#### [Liste des tâches]
a) Mettez en anglais cette phrase de l'extrait sur Jean Badovici : « Après la Seconde Guerre mondiale, il participe à la reconstruction de la ville de Maubeuge. »
b) Poursuivez l'extrait sur Jean Badovici en reprenant juste après sa dernière phrase.

#### [Extrait choisi]

————

Jean Badovici

Jean Badovici (1893 – 1956)

Architecte d’origine roumaine né en 1893, Jean Badovici, diplômé de l’École Spéciale d’Architecture de Paris, fonde en 1923 L’Architecture Vivante, revue d’avant-garde, et dirigera chez Morancé l’édition de l’œuvre complète de Le Corbusier et Pierre Jeanneret. Il participe à la construction de la villa E-1027 sur la Côte d’Azur, avec son amie Eileen Gray, et restaure des maisons anciennes à Vézelay. Théoricien et critique, il est également inventeur et dépose plusieurs brevets, notamment pour les fenêtres coulissantes, les volets de la villa et pour le miroir satellite de la chambre d’amis. Après la Seconde Guerre mondiale, il participe à la reconstruction de la ville de Maubeuge. Il décède en 1956.

1893 : Naissance le 6 janvier à Bucarest (Roumanie) de Jean Badoviso.1913 : Premier voyage en France.

————

#### [Informations fournies]
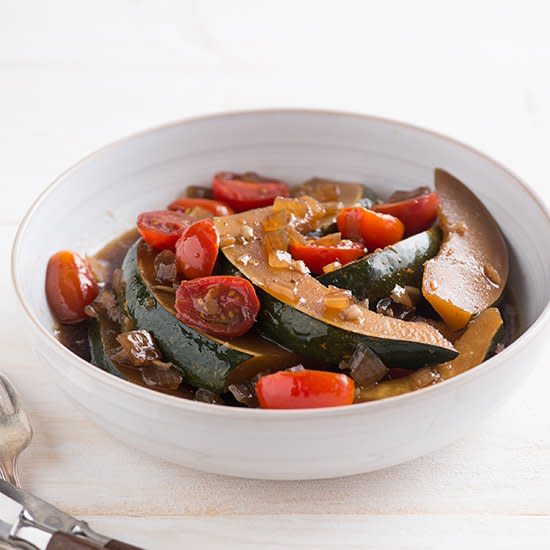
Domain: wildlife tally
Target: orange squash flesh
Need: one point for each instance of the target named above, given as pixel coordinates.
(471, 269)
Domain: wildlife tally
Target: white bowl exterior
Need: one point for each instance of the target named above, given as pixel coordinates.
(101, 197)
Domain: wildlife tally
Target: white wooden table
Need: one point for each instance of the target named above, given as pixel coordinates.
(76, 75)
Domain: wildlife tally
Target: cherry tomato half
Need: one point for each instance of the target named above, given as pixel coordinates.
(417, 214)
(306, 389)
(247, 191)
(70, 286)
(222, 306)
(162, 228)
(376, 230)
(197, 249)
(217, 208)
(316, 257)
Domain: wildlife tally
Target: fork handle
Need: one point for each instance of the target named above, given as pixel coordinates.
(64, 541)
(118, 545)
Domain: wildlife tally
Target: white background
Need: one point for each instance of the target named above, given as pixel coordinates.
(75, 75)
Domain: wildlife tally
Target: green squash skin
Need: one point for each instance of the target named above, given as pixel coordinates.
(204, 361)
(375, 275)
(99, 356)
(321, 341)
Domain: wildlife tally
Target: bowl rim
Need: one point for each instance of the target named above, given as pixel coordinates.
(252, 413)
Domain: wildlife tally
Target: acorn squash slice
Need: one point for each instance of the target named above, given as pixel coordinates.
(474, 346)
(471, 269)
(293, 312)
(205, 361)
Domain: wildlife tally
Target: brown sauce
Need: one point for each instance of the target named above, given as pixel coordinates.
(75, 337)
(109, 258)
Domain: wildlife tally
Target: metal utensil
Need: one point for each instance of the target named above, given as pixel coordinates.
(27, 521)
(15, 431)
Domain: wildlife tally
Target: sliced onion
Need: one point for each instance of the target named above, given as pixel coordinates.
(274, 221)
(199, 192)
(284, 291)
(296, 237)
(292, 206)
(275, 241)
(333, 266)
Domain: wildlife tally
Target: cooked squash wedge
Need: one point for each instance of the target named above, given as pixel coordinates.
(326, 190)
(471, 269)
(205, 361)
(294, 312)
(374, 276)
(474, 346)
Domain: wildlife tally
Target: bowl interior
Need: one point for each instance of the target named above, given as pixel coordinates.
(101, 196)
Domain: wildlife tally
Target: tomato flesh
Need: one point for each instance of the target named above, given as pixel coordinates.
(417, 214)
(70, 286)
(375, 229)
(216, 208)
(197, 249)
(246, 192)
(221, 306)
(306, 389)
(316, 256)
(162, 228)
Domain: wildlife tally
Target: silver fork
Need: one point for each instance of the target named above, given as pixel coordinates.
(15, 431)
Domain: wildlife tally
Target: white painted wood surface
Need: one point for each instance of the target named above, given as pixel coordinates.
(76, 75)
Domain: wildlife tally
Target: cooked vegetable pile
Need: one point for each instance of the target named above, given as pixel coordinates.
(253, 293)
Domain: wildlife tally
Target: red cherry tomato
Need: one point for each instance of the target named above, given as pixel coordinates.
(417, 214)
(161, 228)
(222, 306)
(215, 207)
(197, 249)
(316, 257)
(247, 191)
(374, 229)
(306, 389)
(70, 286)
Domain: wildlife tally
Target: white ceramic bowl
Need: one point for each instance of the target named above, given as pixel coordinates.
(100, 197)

————

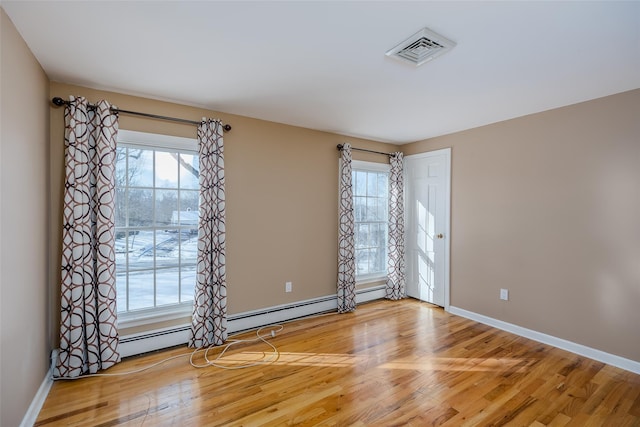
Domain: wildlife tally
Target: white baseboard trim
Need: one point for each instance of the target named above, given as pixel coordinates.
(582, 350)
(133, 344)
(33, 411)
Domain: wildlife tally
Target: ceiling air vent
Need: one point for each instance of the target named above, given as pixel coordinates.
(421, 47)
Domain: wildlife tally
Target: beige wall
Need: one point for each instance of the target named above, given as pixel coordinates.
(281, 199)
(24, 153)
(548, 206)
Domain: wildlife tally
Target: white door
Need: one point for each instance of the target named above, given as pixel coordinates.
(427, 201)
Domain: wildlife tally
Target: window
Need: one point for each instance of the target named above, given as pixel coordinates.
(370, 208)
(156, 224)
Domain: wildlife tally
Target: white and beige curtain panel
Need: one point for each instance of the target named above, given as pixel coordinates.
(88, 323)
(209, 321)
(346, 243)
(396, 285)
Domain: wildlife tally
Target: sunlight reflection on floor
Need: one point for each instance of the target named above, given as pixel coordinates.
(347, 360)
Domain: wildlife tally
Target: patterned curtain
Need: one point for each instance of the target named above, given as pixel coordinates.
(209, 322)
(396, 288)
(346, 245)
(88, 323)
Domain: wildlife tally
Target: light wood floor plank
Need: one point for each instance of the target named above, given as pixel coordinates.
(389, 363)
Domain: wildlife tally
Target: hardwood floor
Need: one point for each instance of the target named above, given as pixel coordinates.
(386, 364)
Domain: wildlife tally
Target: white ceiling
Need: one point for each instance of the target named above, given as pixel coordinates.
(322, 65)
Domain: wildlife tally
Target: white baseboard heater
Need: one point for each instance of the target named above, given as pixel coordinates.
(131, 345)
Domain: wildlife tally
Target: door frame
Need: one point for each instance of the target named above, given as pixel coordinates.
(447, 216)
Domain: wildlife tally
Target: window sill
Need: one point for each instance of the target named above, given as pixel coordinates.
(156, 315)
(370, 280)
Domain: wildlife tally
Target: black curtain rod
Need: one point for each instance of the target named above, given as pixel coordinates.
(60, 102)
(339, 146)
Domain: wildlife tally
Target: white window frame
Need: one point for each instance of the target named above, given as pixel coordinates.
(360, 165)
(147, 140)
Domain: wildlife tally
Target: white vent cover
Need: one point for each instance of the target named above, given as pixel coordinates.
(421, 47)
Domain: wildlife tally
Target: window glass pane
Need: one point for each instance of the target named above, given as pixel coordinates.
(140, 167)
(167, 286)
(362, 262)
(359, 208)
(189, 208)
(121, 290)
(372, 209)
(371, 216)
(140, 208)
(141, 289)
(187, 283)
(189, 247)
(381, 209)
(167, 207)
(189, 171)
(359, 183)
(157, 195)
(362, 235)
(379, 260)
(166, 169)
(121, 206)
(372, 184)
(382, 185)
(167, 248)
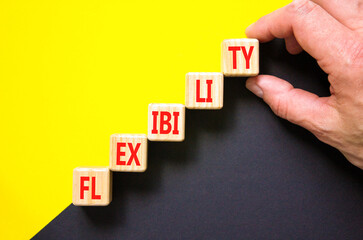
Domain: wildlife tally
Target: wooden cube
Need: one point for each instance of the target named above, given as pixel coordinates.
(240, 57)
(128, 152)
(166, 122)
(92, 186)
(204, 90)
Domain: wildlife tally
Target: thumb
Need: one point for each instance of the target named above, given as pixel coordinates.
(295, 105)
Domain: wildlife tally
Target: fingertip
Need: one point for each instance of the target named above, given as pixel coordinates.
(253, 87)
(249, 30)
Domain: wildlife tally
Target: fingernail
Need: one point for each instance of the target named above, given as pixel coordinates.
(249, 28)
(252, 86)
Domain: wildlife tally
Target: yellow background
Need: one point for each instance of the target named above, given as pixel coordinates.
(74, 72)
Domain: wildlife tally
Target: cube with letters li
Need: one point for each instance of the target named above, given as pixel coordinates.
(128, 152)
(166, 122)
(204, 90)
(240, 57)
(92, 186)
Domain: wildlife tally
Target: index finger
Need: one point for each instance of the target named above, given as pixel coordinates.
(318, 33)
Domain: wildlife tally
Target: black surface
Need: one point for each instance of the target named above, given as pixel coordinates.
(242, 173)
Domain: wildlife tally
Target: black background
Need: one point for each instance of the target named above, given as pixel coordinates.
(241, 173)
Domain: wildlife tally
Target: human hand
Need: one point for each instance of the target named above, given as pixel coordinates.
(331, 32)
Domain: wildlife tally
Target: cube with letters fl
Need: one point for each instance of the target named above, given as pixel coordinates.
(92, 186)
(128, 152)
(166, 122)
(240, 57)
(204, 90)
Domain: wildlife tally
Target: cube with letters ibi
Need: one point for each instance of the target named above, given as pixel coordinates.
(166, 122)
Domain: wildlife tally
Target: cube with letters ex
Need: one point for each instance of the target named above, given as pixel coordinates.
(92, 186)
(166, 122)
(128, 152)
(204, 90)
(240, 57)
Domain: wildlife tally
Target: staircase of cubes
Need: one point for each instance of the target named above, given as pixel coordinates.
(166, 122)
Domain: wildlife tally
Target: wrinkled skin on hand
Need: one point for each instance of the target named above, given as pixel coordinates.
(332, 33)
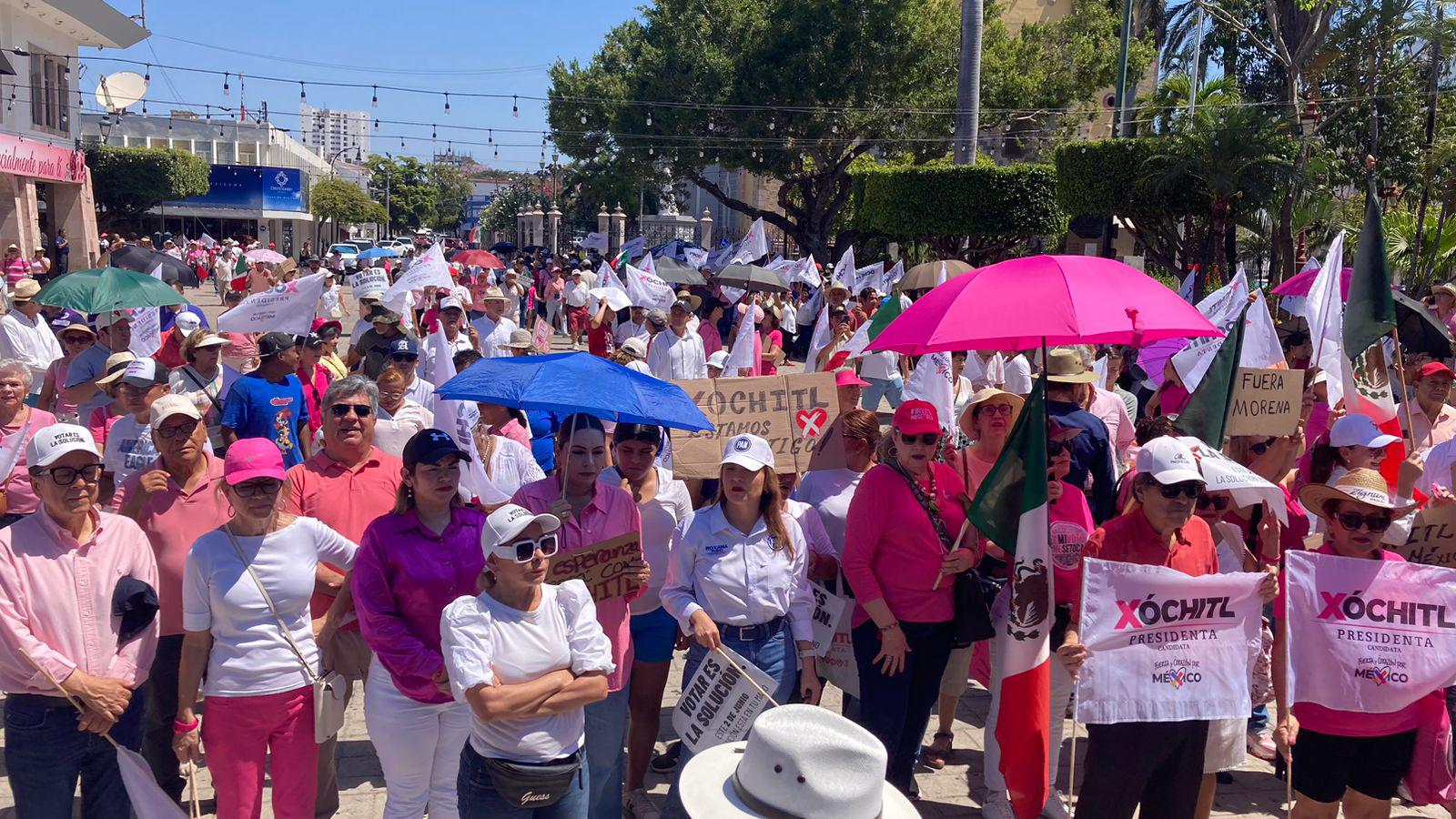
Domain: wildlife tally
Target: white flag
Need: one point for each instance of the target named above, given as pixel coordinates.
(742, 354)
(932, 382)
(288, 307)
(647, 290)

————

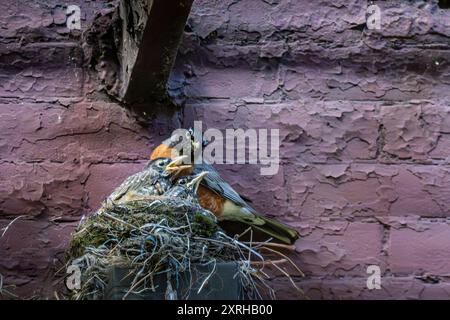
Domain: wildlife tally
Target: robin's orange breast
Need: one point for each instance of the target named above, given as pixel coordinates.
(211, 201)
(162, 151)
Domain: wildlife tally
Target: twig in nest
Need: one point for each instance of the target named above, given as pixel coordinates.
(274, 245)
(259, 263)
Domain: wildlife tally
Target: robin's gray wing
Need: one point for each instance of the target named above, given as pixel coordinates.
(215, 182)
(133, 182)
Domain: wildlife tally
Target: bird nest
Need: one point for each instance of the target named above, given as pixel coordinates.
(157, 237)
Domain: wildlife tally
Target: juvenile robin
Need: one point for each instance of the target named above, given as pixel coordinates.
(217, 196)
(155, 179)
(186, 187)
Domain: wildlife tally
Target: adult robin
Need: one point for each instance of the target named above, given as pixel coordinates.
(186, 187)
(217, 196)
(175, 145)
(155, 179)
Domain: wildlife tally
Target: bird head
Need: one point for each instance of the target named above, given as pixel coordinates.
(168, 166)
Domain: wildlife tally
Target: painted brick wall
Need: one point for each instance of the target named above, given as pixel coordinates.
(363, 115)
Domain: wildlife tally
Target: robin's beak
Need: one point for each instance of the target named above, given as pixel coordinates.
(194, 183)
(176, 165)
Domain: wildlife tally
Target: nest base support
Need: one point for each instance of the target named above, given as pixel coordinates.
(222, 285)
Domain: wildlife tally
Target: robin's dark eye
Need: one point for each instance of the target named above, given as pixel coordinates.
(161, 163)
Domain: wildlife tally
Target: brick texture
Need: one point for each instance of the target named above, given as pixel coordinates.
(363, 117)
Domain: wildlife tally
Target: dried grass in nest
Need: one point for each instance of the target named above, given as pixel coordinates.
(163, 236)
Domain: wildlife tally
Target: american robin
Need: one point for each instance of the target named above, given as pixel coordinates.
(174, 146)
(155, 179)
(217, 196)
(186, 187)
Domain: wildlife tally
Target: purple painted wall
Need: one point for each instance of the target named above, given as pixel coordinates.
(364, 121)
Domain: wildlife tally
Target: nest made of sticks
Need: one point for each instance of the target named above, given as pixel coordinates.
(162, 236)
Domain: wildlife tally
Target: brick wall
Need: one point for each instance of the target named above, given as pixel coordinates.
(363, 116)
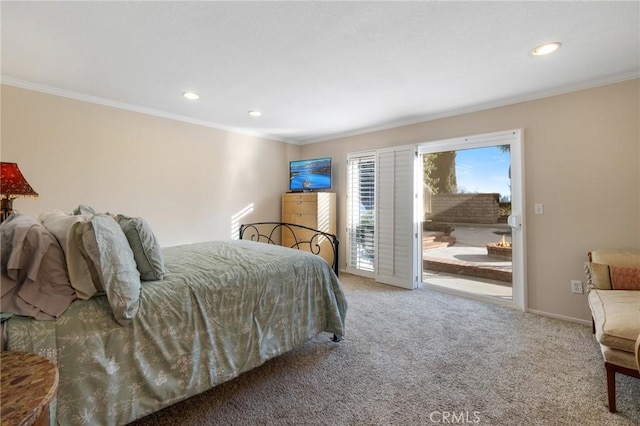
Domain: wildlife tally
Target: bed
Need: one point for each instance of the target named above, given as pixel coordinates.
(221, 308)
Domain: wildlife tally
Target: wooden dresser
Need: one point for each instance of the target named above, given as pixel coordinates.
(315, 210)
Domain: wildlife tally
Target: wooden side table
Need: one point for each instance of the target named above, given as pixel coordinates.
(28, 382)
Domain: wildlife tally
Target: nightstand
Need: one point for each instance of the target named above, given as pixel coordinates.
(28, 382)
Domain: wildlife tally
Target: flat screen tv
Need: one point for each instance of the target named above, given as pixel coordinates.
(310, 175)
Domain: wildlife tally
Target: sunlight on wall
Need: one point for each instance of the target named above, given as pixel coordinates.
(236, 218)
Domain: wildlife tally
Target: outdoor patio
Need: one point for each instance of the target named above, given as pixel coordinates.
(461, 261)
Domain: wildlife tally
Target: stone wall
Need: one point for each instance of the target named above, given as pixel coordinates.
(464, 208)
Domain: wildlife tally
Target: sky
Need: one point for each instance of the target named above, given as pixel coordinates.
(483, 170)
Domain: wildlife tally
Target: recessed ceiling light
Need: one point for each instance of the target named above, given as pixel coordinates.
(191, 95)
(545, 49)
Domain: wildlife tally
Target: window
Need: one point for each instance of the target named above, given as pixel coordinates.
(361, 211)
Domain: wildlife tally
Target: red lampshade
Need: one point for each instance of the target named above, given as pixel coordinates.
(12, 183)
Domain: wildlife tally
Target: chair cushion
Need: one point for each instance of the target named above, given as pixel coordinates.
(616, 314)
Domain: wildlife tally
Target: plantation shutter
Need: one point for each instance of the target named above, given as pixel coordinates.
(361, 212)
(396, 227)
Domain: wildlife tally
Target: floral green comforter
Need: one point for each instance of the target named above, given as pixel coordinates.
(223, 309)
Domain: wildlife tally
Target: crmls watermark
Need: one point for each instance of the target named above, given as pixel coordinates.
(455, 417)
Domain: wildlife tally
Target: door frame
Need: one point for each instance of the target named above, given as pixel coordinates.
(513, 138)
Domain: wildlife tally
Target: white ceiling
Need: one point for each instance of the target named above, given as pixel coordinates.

————

#### [Réponses par tâche]
a) After World War II, he took part in rebuilding the town of Maubeuge.

b)
1915 : Exempté du service militaire dans son pays, Jean Badovici revient à Paris et s’inscrit à l’Ecole des Beaux-Arts, il suit les cours de Elie Paulin et de Paul Guadet.

1917- 19 : Il obtient son inscription en 2e année à l’Ecole Spéciale d’Architecture (l’E. S. A.). Il est diplômé en 1919.

1922 : Inscription à l’Institut d’Urbanisme.

1915-23 : Durant ses années d’études, « il travaille comme dessinateur chez Brassart & Cie, ingénieur-constructeur » acquérant ainsi « des connaissances qu’il mettra en application dans ses projets architecturaux, ses inventions et projets… » (Jean-François Archieri: « Jean Badovici : une histoire confisquée », dans : Eileen Gray, sous la direction de Cloé Pitiot, ouvrage publié à l’occasion de l’exposition du Centre Pompidou, 2013). Il se lie d’amitié avec Christian Zervos qui venait aussi d’arriver à Paris.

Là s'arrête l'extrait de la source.